[Records for this exercise Boundary: Start]

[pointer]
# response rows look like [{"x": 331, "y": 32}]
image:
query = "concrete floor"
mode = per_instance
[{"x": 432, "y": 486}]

[Records for this exercise Boundary: End]

- What you need to do -
Each line above must be reproduced exactly as it stands.

- Result of the task -
[pointer]
# response rows look like [{"x": 331, "y": 32}]
image:
query = "concrete floor"
mode = per_instance
[{"x": 432, "y": 486}]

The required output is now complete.